TASKS AND EXERCISES —
[A] In the forensic data collection text, which hash functions are named as among the most common?
[B] Reproduce the forensic data collection text starting with "While tracking on" and going on through "about the files.".
-- SOURCE PASSAGE follows --
What are the Four Major Types of Data Collection for Forensic Analysis?

When a digital forensics team begins to work, they must decide how to collect the data to support their investigation. Many of the tools like Cyber Triage or Autopsy can work with a number of formats so the investigators must look for the approach that best supports their challenges.

At the highest level, the decision is between choosing a fast and efficient method that may not capture all material or spending the time and effort to create a complete record by capturing all information, including much that may never be needed. It’s a trade-off between speed and thoroughness.

In some cases, investigators may know from the beginning where they will focus their efforts. A ransomware attack, for instance, leaves particular virtual footprints in well-understood parts of the data storage. For example, an employee hiding illicit information may use any part of the disk system.

Hashes only

One of the simplest techniques is to calculate a single value for each file with a one-way hash function or a checksum. These functions are very efficient because they reduce any file to a short number that may be 32, 64 or 256 bits long. Some of the most common hash functions are SHA-256, MD5 or CRC-64.

The forensic investigator analyzes these values by looking for matches, either inside the file system, or by comparing them to databases that track the hash functions of known malware or illicit content. Looking up the values for the files discovered in an investigation is a fast way to see if there is any connection to the well-known historical record.

While tracking on the hashes can be dramatically more efficient, it can often make mistakes or fail to identify some new threats or illicit data. The values from hash functions can only be compared to old values so it can only make connections to previous investigations. If a new virus appears or there are new versions of illicit material, the search will miss them. To make matters worse, hash functions are designed to be extremely sensitive so a small change in the file can change many of the output bits. It’s not possible to get two hash functions that are close to each other and conclude anything about the files.

Full disk image

The opposite of collecting only the hash functions is the full disk image built from making a copy of the entire storage volume. The approach is often used when investigators aren’t sure of the focus of their investigation, and they want to preserve all data in case any bit may be valuable.

The approach is often expensive and time-consuming because making complete copies requires an entirely separate disk that is larger than the original. While this may not be much of an issue with smaller devices like smartphones, it can be prohibitive with larger workstations or enterprise servers.

Full disk images do have some limitations. Some malware is identified by capturing the image of processes running in memory. It may be encrypted on the disk or it may never even reside there, entering from the network. Full disk images focus on the data storage and they will miss other opportunities.
-- SOURCE PASSAGE concluded --
-- SUPPLIED MATERIAL follows --
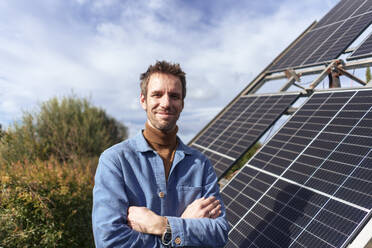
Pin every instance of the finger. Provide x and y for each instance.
(214, 216)
(215, 212)
(207, 201)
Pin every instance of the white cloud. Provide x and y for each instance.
(99, 48)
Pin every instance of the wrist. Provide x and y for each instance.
(162, 226)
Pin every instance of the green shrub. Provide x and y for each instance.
(47, 204)
(66, 129)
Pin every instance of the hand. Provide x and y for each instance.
(142, 219)
(203, 208)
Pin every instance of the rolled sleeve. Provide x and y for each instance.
(203, 231)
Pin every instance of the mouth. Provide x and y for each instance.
(165, 114)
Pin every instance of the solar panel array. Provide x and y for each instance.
(310, 185)
(364, 50)
(330, 37)
(240, 127)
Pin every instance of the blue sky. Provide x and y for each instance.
(98, 48)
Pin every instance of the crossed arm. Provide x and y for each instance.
(116, 224)
(142, 219)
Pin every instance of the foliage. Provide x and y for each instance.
(239, 164)
(66, 129)
(368, 75)
(46, 204)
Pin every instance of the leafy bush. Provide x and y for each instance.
(47, 204)
(66, 129)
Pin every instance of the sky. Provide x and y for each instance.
(98, 48)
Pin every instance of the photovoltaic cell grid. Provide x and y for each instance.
(363, 51)
(330, 37)
(311, 184)
(240, 127)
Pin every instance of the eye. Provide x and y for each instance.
(156, 94)
(175, 96)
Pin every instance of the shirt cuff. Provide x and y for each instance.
(176, 224)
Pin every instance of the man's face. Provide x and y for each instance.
(163, 103)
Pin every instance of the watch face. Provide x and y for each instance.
(167, 237)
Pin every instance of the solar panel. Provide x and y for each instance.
(364, 50)
(330, 37)
(311, 184)
(240, 127)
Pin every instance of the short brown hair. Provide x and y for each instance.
(163, 67)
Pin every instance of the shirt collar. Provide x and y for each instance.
(143, 146)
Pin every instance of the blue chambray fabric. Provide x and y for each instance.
(131, 173)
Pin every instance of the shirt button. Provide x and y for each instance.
(177, 241)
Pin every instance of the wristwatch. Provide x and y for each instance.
(166, 238)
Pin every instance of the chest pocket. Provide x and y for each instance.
(186, 195)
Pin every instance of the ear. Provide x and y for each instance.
(143, 101)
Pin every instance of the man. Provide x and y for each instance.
(152, 190)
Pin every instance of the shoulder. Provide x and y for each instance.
(125, 148)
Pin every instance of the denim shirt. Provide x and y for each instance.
(131, 173)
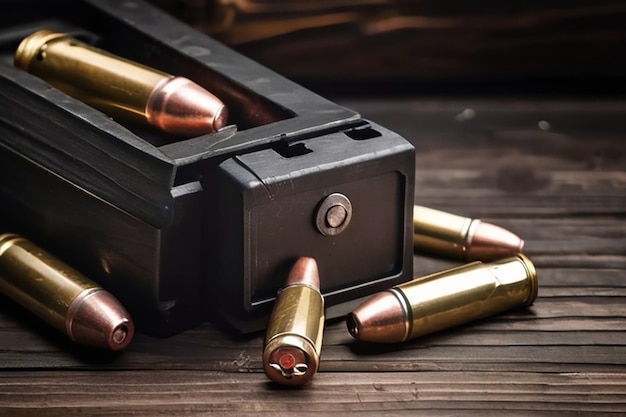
-- SUPPLIED MATERIAL concluded --
SOLUTIONS BELOW —
[A] SHA-256, MD5 and CRC-64.

[B]
While tracking on the hashes can be dramatically more efficient, it can often make mistakes or fail to identify some new threats or illicit data. The values from hash functions can only be compared to old values so it can only make connections to previous investigations. If a new virus appears or there are new versions of illicit material, the search will miss them. To make matters worse, hash functions are designed to be extremely sensitive so a small change in the file can change many of the output bits. It’s not possible to get two hash functions that are close to each other and conclude anything about the files.